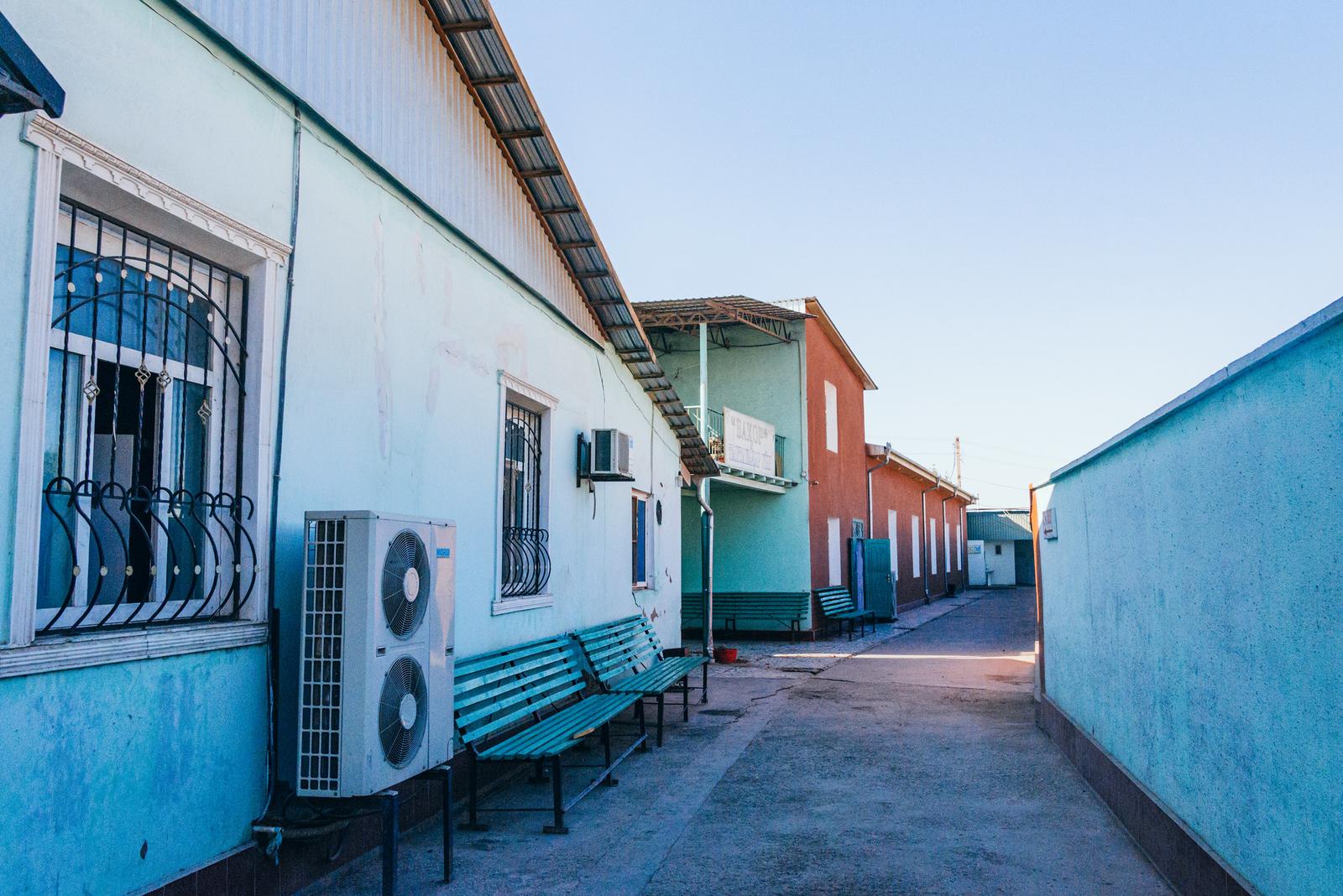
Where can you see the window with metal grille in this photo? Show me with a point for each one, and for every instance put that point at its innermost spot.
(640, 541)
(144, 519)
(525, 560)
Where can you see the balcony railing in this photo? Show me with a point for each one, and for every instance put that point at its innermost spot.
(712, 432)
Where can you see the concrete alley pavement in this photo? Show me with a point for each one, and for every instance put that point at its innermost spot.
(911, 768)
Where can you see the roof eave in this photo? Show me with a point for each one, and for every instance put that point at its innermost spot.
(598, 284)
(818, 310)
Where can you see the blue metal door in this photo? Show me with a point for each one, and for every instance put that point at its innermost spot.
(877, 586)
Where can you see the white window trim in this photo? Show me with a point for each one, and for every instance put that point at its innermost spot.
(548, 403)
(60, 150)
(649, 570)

*Your assignment:* All of the entries above are to be restated word for word, minus the images.

*Response area:*
Where can you see the window with metal grille in this photo? Show me with a point for each one, and for every instance put that point at its innermost spot.
(640, 541)
(144, 519)
(525, 560)
Where can you see the balcony railing in this photo? Show me with a point for each one, and for every instance put that point at its innermost spot.
(712, 432)
Where can you see the concrete alley pavement in this photo? Show me with a point for each one, and for every instance put that point at its innermost spot.
(911, 768)
Where can you see the roof eave in this photo? Show me with a point for each one, and for every instance put that point at its innermost spot.
(598, 284)
(818, 310)
Where can you see the blue metal door in this photo? Show me with a point for each one, and for every instance put that point at its innermost spot.
(877, 586)
Where can you see the white window trim in this photo? Show me with a point for each one, and for every instance put that point at its innermost spot.
(548, 403)
(60, 150)
(649, 570)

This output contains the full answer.